TASK DESCRIPTION: Beginning at the first line of the material, output each line exactly until you reach and include the line containing "like x=447, y=149.". Leave every picture out.
** Opening EXTRACTED MATERIAL block **
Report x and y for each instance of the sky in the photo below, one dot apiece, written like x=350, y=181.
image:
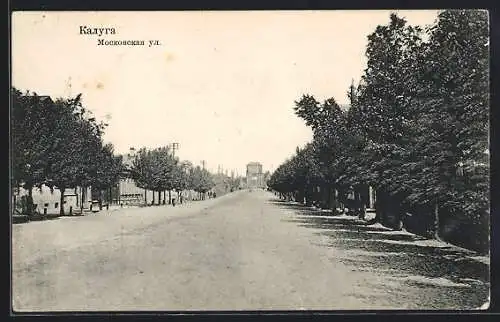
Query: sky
x=221, y=84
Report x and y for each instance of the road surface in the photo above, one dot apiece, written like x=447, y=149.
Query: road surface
x=242, y=251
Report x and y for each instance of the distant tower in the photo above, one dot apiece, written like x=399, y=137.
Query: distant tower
x=255, y=177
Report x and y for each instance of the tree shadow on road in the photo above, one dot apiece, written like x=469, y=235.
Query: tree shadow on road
x=383, y=248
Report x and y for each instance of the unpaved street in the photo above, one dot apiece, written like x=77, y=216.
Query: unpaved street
x=243, y=251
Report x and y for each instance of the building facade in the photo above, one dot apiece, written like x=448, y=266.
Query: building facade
x=255, y=176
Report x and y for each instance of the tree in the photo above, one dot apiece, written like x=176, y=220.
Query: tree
x=72, y=157
x=31, y=122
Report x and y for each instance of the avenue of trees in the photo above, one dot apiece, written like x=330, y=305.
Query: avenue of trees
x=417, y=129
x=159, y=171
x=58, y=144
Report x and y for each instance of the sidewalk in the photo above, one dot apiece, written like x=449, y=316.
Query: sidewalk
x=416, y=239
x=36, y=239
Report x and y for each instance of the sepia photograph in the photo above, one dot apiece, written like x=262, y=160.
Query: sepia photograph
x=249, y=160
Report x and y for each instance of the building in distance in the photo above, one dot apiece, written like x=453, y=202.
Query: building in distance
x=255, y=176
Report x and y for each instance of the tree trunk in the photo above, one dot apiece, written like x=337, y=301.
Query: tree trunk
x=61, y=209
x=436, y=222
x=29, y=203
x=81, y=199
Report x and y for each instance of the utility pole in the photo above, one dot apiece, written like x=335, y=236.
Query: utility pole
x=175, y=146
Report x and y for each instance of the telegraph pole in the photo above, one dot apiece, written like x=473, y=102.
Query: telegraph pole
x=175, y=146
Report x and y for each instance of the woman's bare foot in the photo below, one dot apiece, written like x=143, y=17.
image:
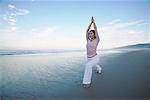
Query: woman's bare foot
x=86, y=85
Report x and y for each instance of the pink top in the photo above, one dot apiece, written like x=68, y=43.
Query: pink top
x=92, y=45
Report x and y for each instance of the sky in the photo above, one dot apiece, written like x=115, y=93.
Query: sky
x=62, y=24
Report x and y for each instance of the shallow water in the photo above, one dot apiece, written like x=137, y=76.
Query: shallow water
x=43, y=75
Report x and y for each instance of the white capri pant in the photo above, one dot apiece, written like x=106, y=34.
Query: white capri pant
x=91, y=62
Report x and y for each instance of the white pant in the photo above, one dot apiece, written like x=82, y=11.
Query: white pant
x=91, y=62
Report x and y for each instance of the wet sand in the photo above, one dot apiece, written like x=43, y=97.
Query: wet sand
x=124, y=76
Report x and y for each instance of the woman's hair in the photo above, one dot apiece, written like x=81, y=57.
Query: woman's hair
x=93, y=32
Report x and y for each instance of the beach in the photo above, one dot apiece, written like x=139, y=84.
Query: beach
x=50, y=76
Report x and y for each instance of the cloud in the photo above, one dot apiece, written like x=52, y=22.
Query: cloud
x=11, y=6
x=10, y=16
x=118, y=33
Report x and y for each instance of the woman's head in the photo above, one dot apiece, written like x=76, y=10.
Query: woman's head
x=92, y=34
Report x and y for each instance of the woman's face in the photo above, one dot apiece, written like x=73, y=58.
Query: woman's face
x=91, y=35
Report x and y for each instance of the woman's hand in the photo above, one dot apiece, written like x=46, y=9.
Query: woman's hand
x=92, y=20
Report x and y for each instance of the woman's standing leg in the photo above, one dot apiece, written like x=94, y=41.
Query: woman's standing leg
x=88, y=70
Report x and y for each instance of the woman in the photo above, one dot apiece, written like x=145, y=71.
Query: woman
x=92, y=57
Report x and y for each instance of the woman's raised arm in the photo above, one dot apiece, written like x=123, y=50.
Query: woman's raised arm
x=87, y=31
x=95, y=28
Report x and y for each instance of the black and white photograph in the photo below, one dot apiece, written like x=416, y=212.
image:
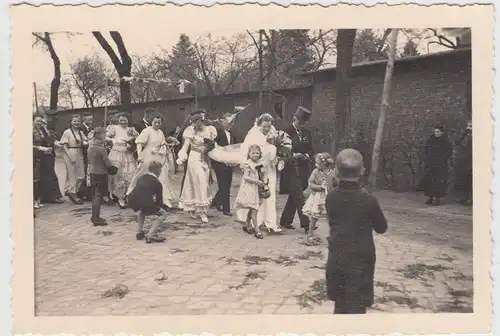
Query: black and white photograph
x=199, y=171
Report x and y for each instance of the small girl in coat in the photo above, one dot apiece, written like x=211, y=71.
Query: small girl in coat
x=248, y=196
x=320, y=182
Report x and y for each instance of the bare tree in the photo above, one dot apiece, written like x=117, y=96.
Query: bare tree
x=90, y=74
x=323, y=47
x=383, y=109
x=123, y=65
x=46, y=39
x=345, y=44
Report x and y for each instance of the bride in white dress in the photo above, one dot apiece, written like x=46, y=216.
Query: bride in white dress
x=261, y=133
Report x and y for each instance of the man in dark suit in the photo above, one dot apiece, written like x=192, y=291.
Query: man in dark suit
x=223, y=172
x=180, y=138
x=295, y=174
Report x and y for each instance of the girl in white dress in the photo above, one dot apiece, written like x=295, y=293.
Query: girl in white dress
x=248, y=199
x=151, y=146
x=196, y=195
x=122, y=157
x=320, y=182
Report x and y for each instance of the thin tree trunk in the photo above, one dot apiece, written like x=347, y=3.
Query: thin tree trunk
x=345, y=44
x=383, y=109
x=261, y=71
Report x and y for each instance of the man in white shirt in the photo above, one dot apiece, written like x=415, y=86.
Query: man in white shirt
x=223, y=172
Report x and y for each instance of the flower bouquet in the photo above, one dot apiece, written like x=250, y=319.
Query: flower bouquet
x=283, y=144
x=172, y=141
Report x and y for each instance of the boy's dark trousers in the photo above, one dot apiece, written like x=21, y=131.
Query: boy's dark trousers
x=99, y=183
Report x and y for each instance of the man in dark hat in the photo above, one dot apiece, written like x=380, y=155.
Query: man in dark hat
x=145, y=122
x=295, y=174
x=223, y=172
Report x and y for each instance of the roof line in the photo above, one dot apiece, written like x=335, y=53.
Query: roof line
x=400, y=60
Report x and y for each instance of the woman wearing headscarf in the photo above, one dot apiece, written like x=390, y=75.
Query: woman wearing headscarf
x=152, y=146
x=121, y=156
x=463, y=166
x=48, y=187
x=437, y=153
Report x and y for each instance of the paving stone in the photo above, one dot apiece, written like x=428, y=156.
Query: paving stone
x=191, y=273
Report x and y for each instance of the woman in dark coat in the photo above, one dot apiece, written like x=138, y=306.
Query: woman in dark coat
x=48, y=185
x=438, y=151
x=463, y=166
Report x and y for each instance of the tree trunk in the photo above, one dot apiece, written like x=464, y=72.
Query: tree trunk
x=261, y=71
x=123, y=65
x=383, y=110
x=345, y=43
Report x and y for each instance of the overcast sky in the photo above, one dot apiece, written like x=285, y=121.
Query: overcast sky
x=70, y=48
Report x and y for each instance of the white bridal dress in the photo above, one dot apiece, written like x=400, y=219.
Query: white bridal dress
x=237, y=154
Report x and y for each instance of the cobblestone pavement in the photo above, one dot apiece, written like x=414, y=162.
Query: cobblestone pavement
x=424, y=264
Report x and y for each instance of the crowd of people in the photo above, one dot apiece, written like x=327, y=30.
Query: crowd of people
x=134, y=167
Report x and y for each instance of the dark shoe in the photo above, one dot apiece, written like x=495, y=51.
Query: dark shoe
x=248, y=229
x=99, y=221
x=107, y=201
x=288, y=226
x=74, y=199
x=155, y=239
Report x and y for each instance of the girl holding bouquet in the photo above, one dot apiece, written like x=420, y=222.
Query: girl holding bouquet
x=320, y=182
x=151, y=146
x=122, y=137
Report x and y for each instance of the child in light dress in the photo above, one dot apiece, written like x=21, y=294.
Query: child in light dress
x=248, y=196
x=320, y=182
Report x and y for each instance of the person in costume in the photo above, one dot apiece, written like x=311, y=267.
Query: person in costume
x=74, y=141
x=264, y=135
x=196, y=195
x=49, y=191
x=296, y=171
x=152, y=146
x=353, y=215
x=437, y=154
x=122, y=156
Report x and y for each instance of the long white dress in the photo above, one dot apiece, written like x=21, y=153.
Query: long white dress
x=196, y=192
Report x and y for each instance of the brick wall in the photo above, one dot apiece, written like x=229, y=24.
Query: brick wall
x=425, y=91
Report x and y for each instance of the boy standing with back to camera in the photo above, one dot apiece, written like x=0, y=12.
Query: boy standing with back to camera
x=353, y=215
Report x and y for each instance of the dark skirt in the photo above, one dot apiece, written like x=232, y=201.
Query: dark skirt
x=49, y=184
x=352, y=281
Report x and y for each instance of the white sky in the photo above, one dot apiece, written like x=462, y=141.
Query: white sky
x=70, y=48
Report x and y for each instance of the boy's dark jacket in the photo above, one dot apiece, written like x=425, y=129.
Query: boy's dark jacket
x=353, y=215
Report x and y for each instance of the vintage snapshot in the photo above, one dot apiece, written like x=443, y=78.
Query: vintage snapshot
x=247, y=173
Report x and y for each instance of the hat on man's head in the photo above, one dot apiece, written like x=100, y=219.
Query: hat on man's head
x=302, y=114
x=349, y=165
x=198, y=114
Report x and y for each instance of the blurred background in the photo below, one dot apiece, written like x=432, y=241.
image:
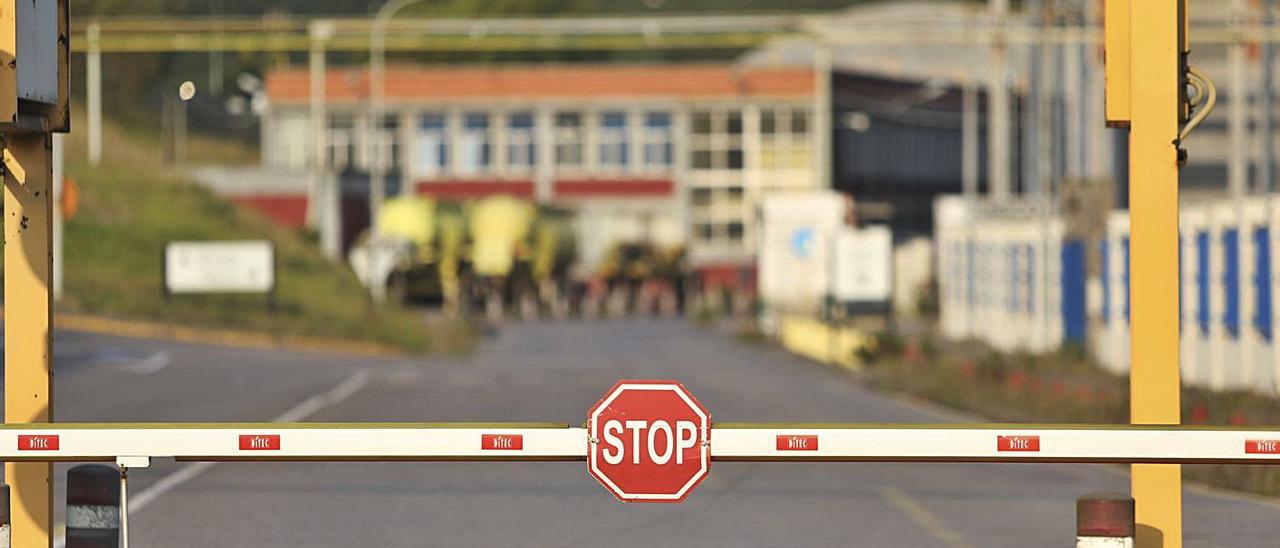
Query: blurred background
x=807, y=210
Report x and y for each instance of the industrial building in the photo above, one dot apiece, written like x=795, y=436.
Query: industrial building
x=670, y=154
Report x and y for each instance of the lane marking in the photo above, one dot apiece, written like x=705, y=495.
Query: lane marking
x=155, y=362
x=305, y=409
x=923, y=517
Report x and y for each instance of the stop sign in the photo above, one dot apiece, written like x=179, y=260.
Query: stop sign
x=649, y=441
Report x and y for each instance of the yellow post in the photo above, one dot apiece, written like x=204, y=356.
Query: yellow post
x=28, y=315
x=1156, y=42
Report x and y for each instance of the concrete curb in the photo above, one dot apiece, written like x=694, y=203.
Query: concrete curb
x=216, y=337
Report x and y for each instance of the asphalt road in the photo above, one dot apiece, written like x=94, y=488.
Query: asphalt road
x=554, y=373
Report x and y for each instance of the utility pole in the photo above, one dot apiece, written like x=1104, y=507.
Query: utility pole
x=997, y=92
x=823, y=112
x=94, y=91
x=324, y=192
x=33, y=109
x=969, y=141
x=376, y=97
x=1237, y=112
x=1266, y=126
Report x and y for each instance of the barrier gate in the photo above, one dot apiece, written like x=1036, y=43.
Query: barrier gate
x=657, y=425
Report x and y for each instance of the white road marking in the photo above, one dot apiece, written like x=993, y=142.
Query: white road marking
x=923, y=517
x=152, y=364
x=307, y=407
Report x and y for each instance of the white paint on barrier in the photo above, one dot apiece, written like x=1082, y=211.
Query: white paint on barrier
x=1104, y=542
x=92, y=516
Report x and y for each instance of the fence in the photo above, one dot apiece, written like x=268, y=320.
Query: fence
x=1001, y=277
x=1019, y=283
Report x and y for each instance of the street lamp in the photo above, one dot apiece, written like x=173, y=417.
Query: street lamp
x=376, y=85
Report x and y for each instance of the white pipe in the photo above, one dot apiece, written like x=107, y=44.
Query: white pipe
x=94, y=90
x=999, y=165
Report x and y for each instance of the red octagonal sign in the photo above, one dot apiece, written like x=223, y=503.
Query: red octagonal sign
x=649, y=441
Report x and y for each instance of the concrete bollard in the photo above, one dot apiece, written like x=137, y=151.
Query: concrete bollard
x=5, y=535
x=1104, y=520
x=94, y=507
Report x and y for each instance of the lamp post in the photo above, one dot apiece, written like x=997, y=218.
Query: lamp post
x=376, y=91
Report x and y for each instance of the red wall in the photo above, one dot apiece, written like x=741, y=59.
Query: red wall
x=287, y=210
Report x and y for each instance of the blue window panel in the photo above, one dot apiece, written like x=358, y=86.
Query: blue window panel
x=1104, y=247
x=521, y=149
x=1202, y=282
x=657, y=147
x=1232, y=281
x=613, y=140
x=475, y=146
x=476, y=122
x=1074, y=322
x=1031, y=279
x=1124, y=275
x=433, y=146
x=1015, y=287
x=969, y=261
x=1262, y=282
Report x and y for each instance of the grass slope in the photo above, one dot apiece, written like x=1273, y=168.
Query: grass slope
x=1064, y=387
x=131, y=208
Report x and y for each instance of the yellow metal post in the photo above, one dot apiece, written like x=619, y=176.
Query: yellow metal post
x=1156, y=41
x=28, y=315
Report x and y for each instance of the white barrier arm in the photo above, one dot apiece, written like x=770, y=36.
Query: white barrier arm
x=295, y=442
x=993, y=443
x=558, y=442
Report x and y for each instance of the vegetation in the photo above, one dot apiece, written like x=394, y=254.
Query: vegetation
x=132, y=206
x=1063, y=387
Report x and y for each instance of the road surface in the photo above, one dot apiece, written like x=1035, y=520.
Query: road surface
x=554, y=373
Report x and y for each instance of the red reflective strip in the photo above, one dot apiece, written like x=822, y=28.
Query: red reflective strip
x=1262, y=446
x=37, y=443
x=1029, y=443
x=260, y=442
x=805, y=442
x=502, y=442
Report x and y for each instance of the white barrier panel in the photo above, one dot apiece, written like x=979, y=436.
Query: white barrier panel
x=728, y=442
x=1000, y=275
x=242, y=266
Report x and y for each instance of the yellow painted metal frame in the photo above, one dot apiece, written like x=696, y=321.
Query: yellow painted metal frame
x=28, y=204
x=28, y=320
x=1156, y=42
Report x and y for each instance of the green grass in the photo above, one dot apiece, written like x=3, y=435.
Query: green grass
x=1063, y=387
x=131, y=206
x=127, y=215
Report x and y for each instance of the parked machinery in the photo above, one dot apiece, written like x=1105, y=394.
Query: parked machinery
x=415, y=254
x=643, y=277
x=520, y=256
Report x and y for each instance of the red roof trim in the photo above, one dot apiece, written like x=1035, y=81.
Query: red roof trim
x=615, y=187
x=462, y=190
x=528, y=82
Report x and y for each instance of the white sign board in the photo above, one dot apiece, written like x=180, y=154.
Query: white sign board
x=864, y=265
x=795, y=243
x=231, y=266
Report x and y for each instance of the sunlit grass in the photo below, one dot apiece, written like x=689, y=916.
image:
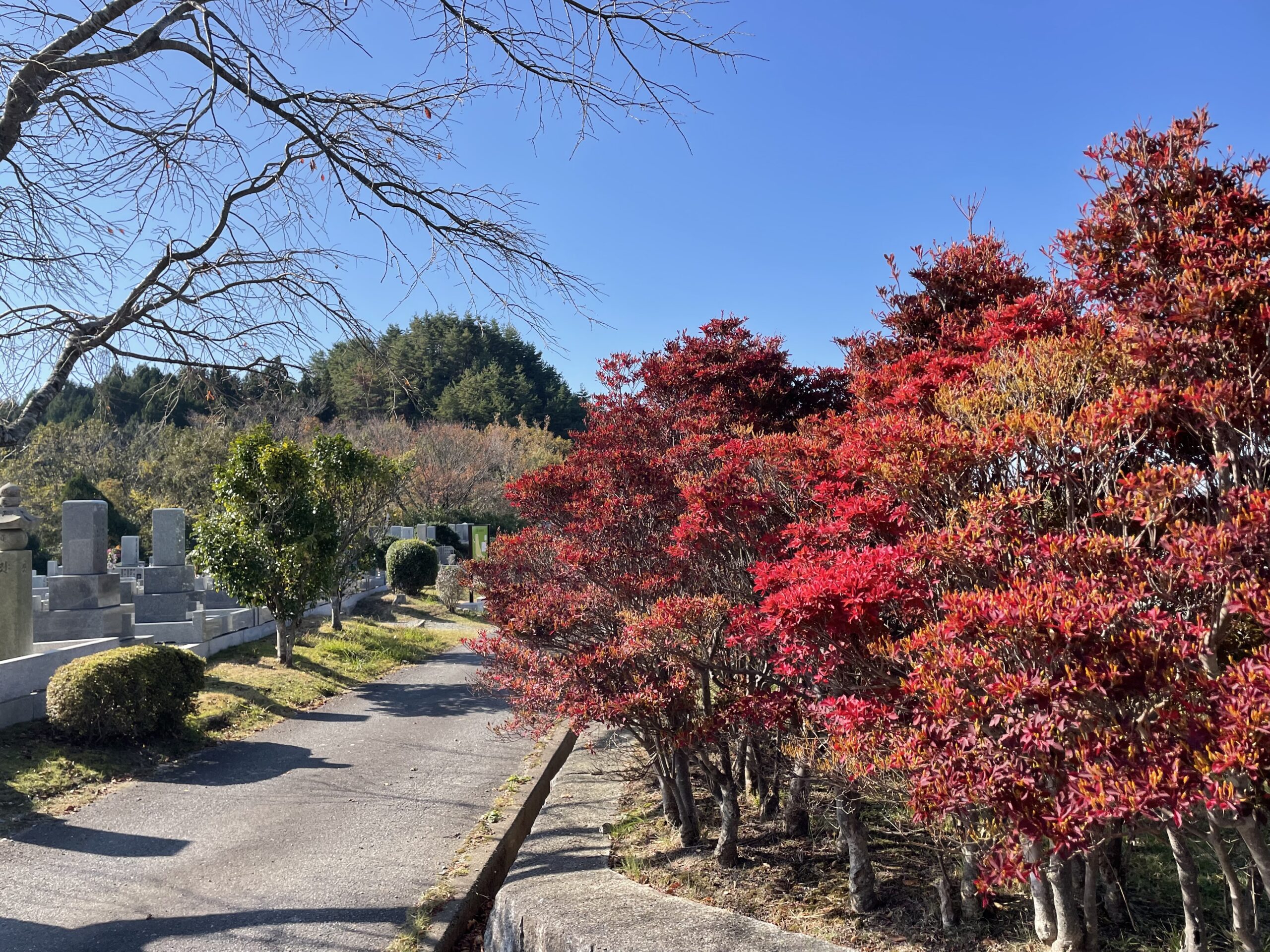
** Closing EXTRACTED MATERIAL block **
ANSWER SECTION:
Report x and y for each instance of the sky in the photo below, one dot apiece, written like x=350, y=181.
image:
Query: sky
x=221, y=84
Report x and y for each instance of the road surface in the photo above, one dot apiece, written like x=447, y=149.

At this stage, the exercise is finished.